YOUR WILD YOUTH IS LEGENDARY. WHAT’S THE MOST RIDICULOUS THING YOU DID BEFORE YOU STRAIGHTENED UP?
“Well, I was on drugs for a little bit back there! I was dealing weed at high school and I’d buy sheets of LSD and I’d sell hits of acid. I’d smoke weed and drink constantly. I’d do cocaine when I was on acid. Stevie, our guitar player, we’d get loaded together. At one point we were working at a vintage clothing store and we hated our boss, so we decided to quit and take our last paycheque and buy a sheet of acid and become the acid dealers of Los Angeles. That was our best idea! We took acid consecutively every day and at one point I didn’t know if I was on it or not. I couldn’t tell anymore. It was crazy. Anyway, our plan failed miserably. We ended up eating the whole sheet over time.”
DID YOU HAVE ANY MEMORABLE HALLUCINATIONS WHILE ON ACID?

■ Tasks and exercises ■
A - From the interview excerpt, retype the stretch from "YOUR WILD YOUTH" through "WHILE ON ACID?".
B - In the interview excerpt, where were the speaker and Stevie working when they decided to quit?

■ Data for review ■

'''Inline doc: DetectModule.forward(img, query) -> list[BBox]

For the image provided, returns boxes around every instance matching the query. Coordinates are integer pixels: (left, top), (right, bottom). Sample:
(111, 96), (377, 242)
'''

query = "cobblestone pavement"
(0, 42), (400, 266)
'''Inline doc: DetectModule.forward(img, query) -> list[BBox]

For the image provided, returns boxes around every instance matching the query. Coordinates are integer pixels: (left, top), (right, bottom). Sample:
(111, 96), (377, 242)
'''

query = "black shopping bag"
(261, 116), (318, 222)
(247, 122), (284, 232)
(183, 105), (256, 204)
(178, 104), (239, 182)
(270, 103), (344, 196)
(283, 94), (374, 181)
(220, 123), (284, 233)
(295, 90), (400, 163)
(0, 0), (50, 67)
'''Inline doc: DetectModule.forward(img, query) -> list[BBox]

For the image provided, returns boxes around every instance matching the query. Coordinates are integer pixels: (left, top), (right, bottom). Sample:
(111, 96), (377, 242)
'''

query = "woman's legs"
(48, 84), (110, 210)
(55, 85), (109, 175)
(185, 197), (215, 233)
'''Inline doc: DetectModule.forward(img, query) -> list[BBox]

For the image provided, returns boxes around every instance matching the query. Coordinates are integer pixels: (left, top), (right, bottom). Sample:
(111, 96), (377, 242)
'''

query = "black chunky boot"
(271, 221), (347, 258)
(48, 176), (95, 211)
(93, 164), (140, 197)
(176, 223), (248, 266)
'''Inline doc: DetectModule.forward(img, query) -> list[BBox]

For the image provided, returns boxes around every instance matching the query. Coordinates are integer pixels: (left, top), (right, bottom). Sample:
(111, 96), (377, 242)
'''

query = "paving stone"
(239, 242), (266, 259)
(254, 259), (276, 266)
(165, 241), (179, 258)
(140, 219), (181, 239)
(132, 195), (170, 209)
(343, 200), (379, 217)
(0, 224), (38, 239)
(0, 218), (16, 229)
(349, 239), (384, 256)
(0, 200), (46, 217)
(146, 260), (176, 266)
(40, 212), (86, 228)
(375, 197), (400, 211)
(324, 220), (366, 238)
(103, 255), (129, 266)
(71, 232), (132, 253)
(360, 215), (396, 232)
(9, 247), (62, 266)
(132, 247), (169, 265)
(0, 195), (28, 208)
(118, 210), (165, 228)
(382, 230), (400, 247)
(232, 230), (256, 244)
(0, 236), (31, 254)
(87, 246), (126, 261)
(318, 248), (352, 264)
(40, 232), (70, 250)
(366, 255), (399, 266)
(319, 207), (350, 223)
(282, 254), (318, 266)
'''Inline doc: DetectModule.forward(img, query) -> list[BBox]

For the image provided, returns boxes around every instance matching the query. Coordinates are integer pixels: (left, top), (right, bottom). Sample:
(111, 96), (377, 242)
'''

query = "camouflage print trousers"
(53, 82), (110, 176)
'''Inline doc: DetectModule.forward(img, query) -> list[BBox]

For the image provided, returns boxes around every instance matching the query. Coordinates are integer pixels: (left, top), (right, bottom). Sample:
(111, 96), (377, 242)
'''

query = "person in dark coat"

■ Completed exercise ■
A -
YOUR WILD YOUTH IS LEGENDARY. WHAT’S THE MOST RIDICULOUS THING YOU DID BEFORE YOU STRAIGHTENED UP?
“Well, I was on drugs for a little bit back there! I was dealing weed at high school and I’d buy sheets of LSD and I’d sell hits of acid. I’d smoke weed and drink constantly. I’d do cocaine when I was on acid. Stevie, our guitar player, we’d get loaded together. At one point we were working at a vintage clothing store and we hated our boss, so we decided to quit and take our last paycheque and buy a sheet of acid and become the acid dealers of Los Angeles. That was our best idea! We took acid consecutively every day and at one point I didn’t know if I was on it or not. I couldn’t tell anymore. It was crazy. Anyway, our plan failed miserably. We ended up eating the whole sheet over time.”
DID YOU HAVE ANY MEMORABLE HALLUCINATIONS WHILE ON ACID?

B - At a vintage clothing store.